TASK TO CARRY OUT:
Are you able to retype all the records below exactly?

EXERCISE INPUT:
————

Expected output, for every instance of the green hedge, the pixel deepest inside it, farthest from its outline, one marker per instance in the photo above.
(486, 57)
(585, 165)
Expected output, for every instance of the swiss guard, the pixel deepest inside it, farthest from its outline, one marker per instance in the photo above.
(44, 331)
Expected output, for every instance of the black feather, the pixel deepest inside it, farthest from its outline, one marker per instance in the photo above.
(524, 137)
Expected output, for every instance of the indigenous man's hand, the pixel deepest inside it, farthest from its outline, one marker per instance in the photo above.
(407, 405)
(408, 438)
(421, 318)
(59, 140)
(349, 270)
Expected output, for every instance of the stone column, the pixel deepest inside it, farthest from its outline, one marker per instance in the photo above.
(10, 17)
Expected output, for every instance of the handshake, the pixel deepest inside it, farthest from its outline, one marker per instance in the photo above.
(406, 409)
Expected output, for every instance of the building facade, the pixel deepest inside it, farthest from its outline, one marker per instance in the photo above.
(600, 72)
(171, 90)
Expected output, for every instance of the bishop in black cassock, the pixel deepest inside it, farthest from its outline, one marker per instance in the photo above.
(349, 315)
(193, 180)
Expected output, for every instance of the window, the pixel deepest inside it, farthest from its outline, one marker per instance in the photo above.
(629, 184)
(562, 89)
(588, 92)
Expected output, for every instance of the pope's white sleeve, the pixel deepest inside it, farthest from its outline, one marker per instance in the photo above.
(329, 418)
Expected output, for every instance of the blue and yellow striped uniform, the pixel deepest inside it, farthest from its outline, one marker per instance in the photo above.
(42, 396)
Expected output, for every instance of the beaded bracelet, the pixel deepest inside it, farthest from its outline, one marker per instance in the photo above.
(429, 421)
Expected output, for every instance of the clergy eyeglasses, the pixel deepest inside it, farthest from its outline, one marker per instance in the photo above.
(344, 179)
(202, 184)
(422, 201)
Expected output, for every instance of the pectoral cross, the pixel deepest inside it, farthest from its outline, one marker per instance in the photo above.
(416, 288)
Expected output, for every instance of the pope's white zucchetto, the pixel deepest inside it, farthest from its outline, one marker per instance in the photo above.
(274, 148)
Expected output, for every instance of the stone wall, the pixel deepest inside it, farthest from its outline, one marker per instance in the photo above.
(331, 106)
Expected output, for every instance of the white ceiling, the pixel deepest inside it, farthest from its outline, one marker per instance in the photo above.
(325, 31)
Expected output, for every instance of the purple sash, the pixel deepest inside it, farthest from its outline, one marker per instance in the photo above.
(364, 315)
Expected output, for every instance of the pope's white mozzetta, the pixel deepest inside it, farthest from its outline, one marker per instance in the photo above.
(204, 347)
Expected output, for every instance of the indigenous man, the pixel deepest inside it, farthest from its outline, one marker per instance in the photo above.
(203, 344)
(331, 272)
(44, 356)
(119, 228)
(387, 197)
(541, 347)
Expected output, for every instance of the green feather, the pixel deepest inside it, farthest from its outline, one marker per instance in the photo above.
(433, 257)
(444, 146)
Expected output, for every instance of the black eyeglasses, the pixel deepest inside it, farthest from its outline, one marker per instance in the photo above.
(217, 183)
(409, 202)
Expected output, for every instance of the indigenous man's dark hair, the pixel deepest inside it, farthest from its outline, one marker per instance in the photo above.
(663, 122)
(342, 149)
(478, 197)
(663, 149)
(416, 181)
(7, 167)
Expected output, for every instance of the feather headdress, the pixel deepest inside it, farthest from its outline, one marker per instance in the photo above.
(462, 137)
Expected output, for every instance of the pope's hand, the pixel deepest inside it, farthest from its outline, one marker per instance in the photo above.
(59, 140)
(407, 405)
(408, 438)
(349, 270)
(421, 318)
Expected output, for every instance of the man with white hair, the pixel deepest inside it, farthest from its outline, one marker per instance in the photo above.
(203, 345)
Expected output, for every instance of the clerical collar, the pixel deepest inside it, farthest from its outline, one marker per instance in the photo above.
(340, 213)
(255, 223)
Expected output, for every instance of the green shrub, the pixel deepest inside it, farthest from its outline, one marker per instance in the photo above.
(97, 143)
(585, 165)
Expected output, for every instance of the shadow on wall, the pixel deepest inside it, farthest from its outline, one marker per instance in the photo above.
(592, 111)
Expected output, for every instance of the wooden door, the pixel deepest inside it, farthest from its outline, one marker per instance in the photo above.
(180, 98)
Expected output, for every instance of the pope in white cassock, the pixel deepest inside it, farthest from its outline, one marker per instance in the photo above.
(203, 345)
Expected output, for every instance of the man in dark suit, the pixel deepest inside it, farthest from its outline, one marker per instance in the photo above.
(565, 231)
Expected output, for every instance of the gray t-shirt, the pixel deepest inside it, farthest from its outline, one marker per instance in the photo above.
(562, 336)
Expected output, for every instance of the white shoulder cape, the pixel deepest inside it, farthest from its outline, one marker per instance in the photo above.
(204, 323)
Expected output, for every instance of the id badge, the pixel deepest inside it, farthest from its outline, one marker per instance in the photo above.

————

OUTPUT OF THE TASK:
Expected output, for every instance of the green hedge, the pixel deepest inside it, farthest from its outline, one marker per instance in the photo above.
(486, 57)
(585, 165)
Expected output, for every instance of the swiss guard, the pixel deepest inside it, farthest from its outline, one marker per instance in the photo above.
(44, 331)
Expected output, for every instance of the black feather, the pixel deepest inside it, farthest from its outline, one marker per instance in the photo above.
(524, 137)
Expected output, for every instance of the indigenous man's hand, the pixel deepest inside it, farthest from its outline, one marker per instance in the photo above.
(407, 405)
(408, 438)
(421, 318)
(59, 140)
(349, 270)
Expected output, for every instance of the stone column, the pixel deepest inside it, farthest from its outline, one marker per instance in the photo above.
(10, 17)
Expected output, for every instance of the handshake, the pixel deepest inside it, farthest from its outline, one marker per instance in the photo above.
(406, 409)
Expected output, for every instance of the building facade, the pixel deepest inside it, farthest from its outline, one marker per instance in the photo above.
(600, 72)
(171, 90)
Expected output, for every instance of the bishop in black cassock, the pixel deepest inside it, farthest from its outline, one marker per instance in the photo above.
(349, 315)
(193, 180)
Expected output, for every instance of the window, the pixel deepest inside it, farthest from its outline, one marker per instance in the photo above.
(629, 184)
(562, 89)
(588, 92)
Expected output, for every instance of the pope's white sleeve, the pixel deepest inside it, farthest from its outline, one marker per instance in the photo above.
(329, 418)
Expected output, for every instance of the blue and yellow striped uniform, the pixel deepest inside it, farthest from its outline, one marker per instance in the photo above.
(42, 396)
Expected output, for every instance of the beaded bracelet, the pixel deepest inside it, farthest from its outline, one marker per instance in the photo above.
(429, 421)
Expected output, for every instance of the clergy eyeglasses, the pixel deepest inside it, farthest from its outline, one marker per instance in the photo above.
(344, 179)
(202, 184)
(422, 201)
Expected output, for every instance of the pectoral cross, the pixel deepest inside it, farthest from its outline, one marker per instance in the photo above.
(416, 288)
Expected output, for every instance of the pope's white zucchetto, the pixel deepest inside it, farthest from its outline, one marker per instance in the photo above.
(274, 148)
Expected output, for every instance of the stone wall, the pixel deepest inside it, farthest from its outline, one marker per instance in the photo above.
(331, 106)
Expected output, for every instance of the white ceiling, the pixel deepest inside it, farthest from its outline, one marker per instance in the photo above.
(325, 31)
Expected output, for every instance of the purple sash, the pixel deepest inside it, farthest from its outline, one marker per instance in the photo above.
(364, 315)
Expected output, for every instance of the pope's white mozzetta, the pixel deepest inside it, farthest from its outline, one marker per instance in the photo above.
(204, 347)
Expected output, for every instance of the indigenous man, the pixel deepest inside it, farthest from its outline, one marker per instance in the photo above.
(203, 344)
(331, 272)
(44, 356)
(119, 228)
(387, 197)
(541, 347)
Expected output, for every instance of the green feather, the pixel deepest inside it, farthest from its outline, one marker per instance in the photo above.
(433, 257)
(444, 146)
Expected output, for every instance of the black eyeglasses, the pixel deepest inside it, farthest from its outline, one marker per instance in the photo above.
(217, 183)
(409, 202)
Expected output, for every instance of the indigenous man's dark hair, the pixel deepest inside it, farthest from its outline, one marker per instance in the photo above.
(663, 122)
(342, 149)
(478, 197)
(663, 149)
(416, 181)
(7, 167)
Expected output, for every instance of the feather headdress, the pixel deepest inside it, farthest from its outline, one marker per instance in the photo above.
(462, 137)
Expected output, for every instance of the pope's hand, the pixel deepest inside it, farthest from its outline, one marker per instance in the photo above.
(59, 140)
(407, 405)
(408, 438)
(349, 270)
(421, 318)
Expected output, for every instance of the man with white hair, the pixel deepest inside it, farthest from its outline, one marker per instance in the photo above.
(203, 345)
Expected output, for every instance of the clerical collar, the pixel deepest inside it, farthest from its outline, one marker per instance in the photo above.
(340, 213)
(255, 223)
Expected output, for every instance of the green shrub, the pixel deepest inside it, farthest from its outline, one marker per instance in the photo above.
(97, 143)
(585, 165)
Expected output, for every instance of the shadow on wall, the pixel deepest inside it, farthest from its outline, one marker per instance in the photo above.
(592, 111)
Expected output, for every instance of the wooden door, the pixel deepest inside it, farthest from its outline, one marker per instance in the photo above.
(180, 98)
Expected output, for every instance of the pope in white cassock, the pixel deepest inside it, farthest from its outline, one marker per instance in the photo above.
(203, 345)
Expected output, for every instance of the man in dark suit, the pixel deepest inside it, farthest from its outline, one marker per instance in the photo above.
(565, 231)
Expected output, for every instance of the gray t-shirt, the pixel deepest inside it, farthest from its outline, one marker per instance in the photo above.
(562, 336)
Expected output, for every instance of the white shoulder cape, the pixel deepest inside it, farthest from its outline, one marker per instance in the photo above.
(204, 323)
Expected output, for every instance of the id badge, the pixel deepest inside it, farthest from its outline, one marker per instance in the photo above.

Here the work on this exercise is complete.